Problem: Quote the data below in full, minus the images.

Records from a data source
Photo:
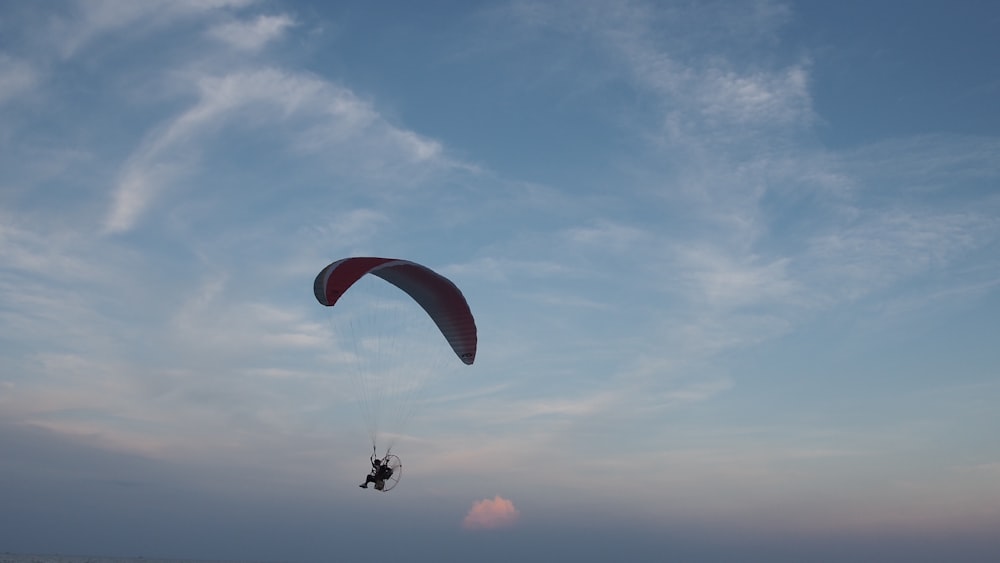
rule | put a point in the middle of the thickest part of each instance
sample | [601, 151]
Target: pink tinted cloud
[489, 514]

Output below:
Photo:
rule | put a point in the middle of the thickest part of each instance
sample | [601, 151]
Target: pink tinted cloud
[489, 514]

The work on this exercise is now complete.